* **Extrahierter Text**

▼

# „Voice Activated Dialing“_ Neue oder alte Masche???



## christianmicha (16 Juni 2008)

Neue oder alte Masche_„Voice Activated Dialing“ ?

Am 11.06.08 abends anonymer Anruf auf mein Festnetz-Telefon (kein CLIP): Ich wurde mit meinem Namen begrüßt und sofort danach (umgeschaltet auf eine Bandstimme) aufgefordert, zum Abruf einer wichtigen Mitteilung „laut und deutlich JA“ zu sagen. Habe (wie immer bei Telefon-Belästigern) wortlos aufgelegt.
Gibt es dazu schon Erfahrungen/Beiträge? Habe hier im Forum leider noch nichts gefunden, auch kein passendes Suchwort…
Vielen Dank für evt. Links o.ä. und beste Grüße!


----------



## Unregistriert (16 Juni 2008)

*AW: „Voice Activated Dialing“_ Neue oder alte Masche???*

VoiceWebOne AG

"Wunderwerk" der Technik.
Erhielt 2007 den Innovationspreis des Landes BW.


----------



## christianmicha (16 Juni 2008)

*AW: „Voice Activated Dialing“_ Neue oder alte Masche???*



Unregistriert schrieb:


> VoiceWebOne AG
> 
> "Wunderwerk" der Technik.

▲

* **Datensatzinhalt**
▼

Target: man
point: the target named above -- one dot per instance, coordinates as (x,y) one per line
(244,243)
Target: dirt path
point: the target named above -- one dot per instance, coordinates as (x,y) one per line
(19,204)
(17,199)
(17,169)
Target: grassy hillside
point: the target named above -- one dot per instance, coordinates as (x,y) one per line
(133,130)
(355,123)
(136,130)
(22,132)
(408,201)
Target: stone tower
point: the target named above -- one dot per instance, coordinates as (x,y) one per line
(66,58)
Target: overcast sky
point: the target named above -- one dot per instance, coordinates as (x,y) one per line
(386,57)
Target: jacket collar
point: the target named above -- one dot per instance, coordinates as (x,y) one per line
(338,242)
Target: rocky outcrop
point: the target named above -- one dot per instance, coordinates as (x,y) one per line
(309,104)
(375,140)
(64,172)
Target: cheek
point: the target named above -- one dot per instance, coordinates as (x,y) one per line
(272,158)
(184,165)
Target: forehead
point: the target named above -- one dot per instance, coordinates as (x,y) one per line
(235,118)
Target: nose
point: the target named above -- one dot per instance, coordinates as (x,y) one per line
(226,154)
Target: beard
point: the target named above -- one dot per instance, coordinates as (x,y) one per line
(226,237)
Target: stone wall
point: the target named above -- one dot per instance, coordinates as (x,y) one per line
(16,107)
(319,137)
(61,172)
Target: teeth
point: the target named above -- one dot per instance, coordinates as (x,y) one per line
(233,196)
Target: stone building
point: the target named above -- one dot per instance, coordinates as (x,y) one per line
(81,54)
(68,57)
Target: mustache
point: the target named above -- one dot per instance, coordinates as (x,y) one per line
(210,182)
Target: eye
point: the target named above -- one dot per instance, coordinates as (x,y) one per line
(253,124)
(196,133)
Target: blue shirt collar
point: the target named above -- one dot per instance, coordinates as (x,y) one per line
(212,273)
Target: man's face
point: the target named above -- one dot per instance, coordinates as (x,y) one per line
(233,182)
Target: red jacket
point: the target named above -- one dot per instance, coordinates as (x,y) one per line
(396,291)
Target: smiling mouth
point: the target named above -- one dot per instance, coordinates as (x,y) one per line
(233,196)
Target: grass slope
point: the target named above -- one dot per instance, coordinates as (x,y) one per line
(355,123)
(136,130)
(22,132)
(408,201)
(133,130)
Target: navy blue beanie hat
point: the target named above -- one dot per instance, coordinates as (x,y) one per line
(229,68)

▲
▼

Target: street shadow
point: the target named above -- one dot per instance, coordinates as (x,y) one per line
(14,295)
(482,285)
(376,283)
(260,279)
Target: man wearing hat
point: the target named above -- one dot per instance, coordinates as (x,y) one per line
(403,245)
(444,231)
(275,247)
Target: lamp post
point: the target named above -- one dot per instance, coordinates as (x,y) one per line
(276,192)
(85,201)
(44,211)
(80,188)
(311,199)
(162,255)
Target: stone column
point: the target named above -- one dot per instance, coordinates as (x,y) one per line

▲

* **Aufgabenstellung**
A – Fasse die Forumsdiskussion in zwei Sätzen zusammen.
B – Kopiere aus der Forumsdiskussion wortgetreu den Abschnitt, der mit den Worten „Am 11.06.08 abends“ beginnt und mit „und beste Grüße!“ endet.
C – Beantworte die Frage, welchen Preis die VoiceWebOne AG laut der Forumsdiskussion im Jahr 2007 erhielt.
Die Auflistung ist eigenständiges Material und gehört nicht zur Forumsdiskussion.

* **Lösungen**
A – christianmicha berichtet von einem anonymen Anruf am Abend des 11.06.08 auf das Festnetztelefon, bei dem nach einer Begrüßung mit dem eigenen Namen eine Bandstimme dazu aufforderte, zum Abruf einer wichtigen Mitteilung laut und deutlich „JA“ zu sagen, woraufhin wortlos aufgelegt wurde, und fragt nach Erfahrungen oder Beiträgen dazu. Eine Antwort eines unregistrierten Nutzers nennt die VoiceWebOne AG, die 2007 den Innovationspreis des Landes BW erhalten habe.

B –
Am 11.06.08 abends anonymer Anruf auf mein Festnetz-Telefon (kein CLIP): Ich wurde mit meinem Namen begrüßt und sofort danach (umgeschaltet auf eine Bandstimme) aufgefordert, zum Abruf einer wichtigen Mitteilung „laut und deutlich JA“ zu sagen. Habe (wie immer bei Telefon-Belästigern) wortlos aufgelegt.
Gibt es dazu schon Erfahrungen/Beiträge? Habe hier im Forum leider noch nichts gefunden, auch kein passendes Suchwort…
Vielen Dank für evt. Links o.ä. und beste Grüße!

C – Den Innovationspreis des Landes BW.